### DATASET RECORDS
================
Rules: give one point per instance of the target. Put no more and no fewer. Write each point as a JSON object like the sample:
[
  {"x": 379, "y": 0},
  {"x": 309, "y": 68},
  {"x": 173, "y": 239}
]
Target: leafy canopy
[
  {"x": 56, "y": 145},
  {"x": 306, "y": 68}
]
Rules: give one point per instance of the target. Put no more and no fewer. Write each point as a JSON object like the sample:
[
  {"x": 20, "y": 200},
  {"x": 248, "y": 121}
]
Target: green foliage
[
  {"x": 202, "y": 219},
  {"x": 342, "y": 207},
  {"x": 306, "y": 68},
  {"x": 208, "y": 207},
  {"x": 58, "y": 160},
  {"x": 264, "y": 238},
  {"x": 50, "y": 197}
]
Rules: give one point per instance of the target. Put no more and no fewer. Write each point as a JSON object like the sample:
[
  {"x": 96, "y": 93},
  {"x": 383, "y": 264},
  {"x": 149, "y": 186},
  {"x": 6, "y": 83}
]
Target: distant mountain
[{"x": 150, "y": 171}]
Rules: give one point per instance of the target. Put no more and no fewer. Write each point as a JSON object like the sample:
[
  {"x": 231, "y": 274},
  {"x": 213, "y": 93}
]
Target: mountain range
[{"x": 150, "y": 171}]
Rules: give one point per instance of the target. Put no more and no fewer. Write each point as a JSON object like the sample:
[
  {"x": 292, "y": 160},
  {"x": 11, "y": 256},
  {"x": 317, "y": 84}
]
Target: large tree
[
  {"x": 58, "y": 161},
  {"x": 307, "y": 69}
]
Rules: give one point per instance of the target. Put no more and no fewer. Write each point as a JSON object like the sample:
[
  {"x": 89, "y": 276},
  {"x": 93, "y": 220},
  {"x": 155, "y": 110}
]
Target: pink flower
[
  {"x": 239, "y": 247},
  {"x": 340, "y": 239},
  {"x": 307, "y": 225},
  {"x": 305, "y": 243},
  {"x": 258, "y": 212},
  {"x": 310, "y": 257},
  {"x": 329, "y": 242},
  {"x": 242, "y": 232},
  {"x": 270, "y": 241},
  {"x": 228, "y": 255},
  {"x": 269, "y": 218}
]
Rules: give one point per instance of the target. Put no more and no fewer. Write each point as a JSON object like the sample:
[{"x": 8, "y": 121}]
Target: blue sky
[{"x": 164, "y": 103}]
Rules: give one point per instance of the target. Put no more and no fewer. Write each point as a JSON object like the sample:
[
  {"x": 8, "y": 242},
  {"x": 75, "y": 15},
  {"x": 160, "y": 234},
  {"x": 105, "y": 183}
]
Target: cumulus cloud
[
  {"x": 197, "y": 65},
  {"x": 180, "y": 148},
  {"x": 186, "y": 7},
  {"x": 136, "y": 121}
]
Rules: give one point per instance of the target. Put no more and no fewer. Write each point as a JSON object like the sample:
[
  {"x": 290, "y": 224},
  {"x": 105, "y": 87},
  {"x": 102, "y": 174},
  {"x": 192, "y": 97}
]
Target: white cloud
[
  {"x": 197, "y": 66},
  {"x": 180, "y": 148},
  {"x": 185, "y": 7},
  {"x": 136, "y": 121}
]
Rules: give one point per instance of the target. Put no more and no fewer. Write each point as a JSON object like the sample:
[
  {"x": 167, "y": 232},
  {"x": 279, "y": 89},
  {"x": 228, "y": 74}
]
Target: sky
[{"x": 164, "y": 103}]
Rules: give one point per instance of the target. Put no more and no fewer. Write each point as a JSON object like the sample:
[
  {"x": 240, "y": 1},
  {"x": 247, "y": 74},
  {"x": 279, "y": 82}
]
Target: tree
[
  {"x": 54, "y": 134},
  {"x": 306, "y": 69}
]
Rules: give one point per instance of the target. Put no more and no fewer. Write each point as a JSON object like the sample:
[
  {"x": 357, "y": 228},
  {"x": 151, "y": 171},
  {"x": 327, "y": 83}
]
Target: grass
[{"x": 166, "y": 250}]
================
Transcribe each record exactly. Leave nothing out.

Rules: give one point per instance of the target. Put no more and no fewer. Write each point as a JSON object like the sample:
[
  {"x": 379, "y": 0},
  {"x": 309, "y": 68},
  {"x": 173, "y": 239}
]
Target: leafy canopy
[
  {"x": 56, "y": 145},
  {"x": 306, "y": 68}
]
Rules: give one point per instance of the target. Put no more and no fewer. Write each point as a JSON object like the sample:
[
  {"x": 20, "y": 200},
  {"x": 248, "y": 121}
]
Target: green foliage
[
  {"x": 202, "y": 219},
  {"x": 342, "y": 207},
  {"x": 306, "y": 68},
  {"x": 208, "y": 207},
  {"x": 58, "y": 160},
  {"x": 264, "y": 238},
  {"x": 50, "y": 197}
]
Rules: give one point per instance of the target. Put no more and no fewer. Write each point as a JSON object like the sample:
[
  {"x": 96, "y": 93},
  {"x": 383, "y": 264},
  {"x": 149, "y": 186},
  {"x": 6, "y": 83}
]
Target: distant mountain
[{"x": 150, "y": 171}]
Rules: give one point per instance of the target. Put no more and no fewer. Write each point as a JSON object like the sample:
[
  {"x": 231, "y": 274},
  {"x": 213, "y": 93}
]
Target: mountain range
[{"x": 150, "y": 171}]
Rules: give one point per instance of the target. Put no more and no fewer. Write each point as a JSON object like the sample:
[
  {"x": 292, "y": 160},
  {"x": 11, "y": 256},
  {"x": 317, "y": 84}
]
Target: large tree
[
  {"x": 58, "y": 161},
  {"x": 307, "y": 69}
]
Rules: give one point per instance of the target. Put no more and no fewer. Write each point as a JSON object like the sample:
[
  {"x": 89, "y": 276},
  {"x": 93, "y": 220},
  {"x": 155, "y": 110}
]
Target: pink flower
[
  {"x": 239, "y": 247},
  {"x": 340, "y": 239},
  {"x": 307, "y": 225},
  {"x": 305, "y": 243},
  {"x": 258, "y": 212},
  {"x": 310, "y": 257},
  {"x": 329, "y": 242},
  {"x": 242, "y": 232},
  {"x": 270, "y": 241},
  {"x": 228, "y": 255},
  {"x": 269, "y": 218}
]
Rules: give one point per instance of the target. Put no more and no fewer. Write each point as a JSON object like the sample:
[{"x": 8, "y": 121}]
Target: blue sky
[{"x": 164, "y": 103}]
Rules: give one point per instance of the target. Put no more and no fewer. Write each point as a JSON object like the sample:
[
  {"x": 8, "y": 242},
  {"x": 75, "y": 15},
  {"x": 160, "y": 234},
  {"x": 105, "y": 183}
]
Target: cumulus cloud
[
  {"x": 197, "y": 65},
  {"x": 180, "y": 148},
  {"x": 186, "y": 7},
  {"x": 136, "y": 121}
]
Rules: give one point per instance of the target. Put no more and no fewer. Write each point as a JSON object like the sample:
[
  {"x": 290, "y": 224},
  {"x": 105, "y": 87},
  {"x": 102, "y": 174},
  {"x": 192, "y": 97}
]
Target: white cloud
[
  {"x": 197, "y": 66},
  {"x": 180, "y": 148},
  {"x": 185, "y": 7},
  {"x": 136, "y": 121}
]
Rules: give one point per instance of the target. Put no more and no fewer. Write each point as a JSON object like the sample:
[
  {"x": 167, "y": 232},
  {"x": 279, "y": 89},
  {"x": 228, "y": 74}
]
Target: sky
[{"x": 164, "y": 103}]
Rules: give one point per instance of the target. Put no more and no fewer. Write each point as a JSON object like the sample:
[
  {"x": 240, "y": 1},
  {"x": 247, "y": 74},
  {"x": 279, "y": 82}
]
Target: tree
[
  {"x": 54, "y": 134},
  {"x": 306, "y": 69}
]
Rules: give one point per instance of the target. Put no more and no fewer. Write each point as a JSON object like the sample:
[
  {"x": 357, "y": 228},
  {"x": 151, "y": 171},
  {"x": 327, "y": 83}
]
Target: grass
[{"x": 166, "y": 250}]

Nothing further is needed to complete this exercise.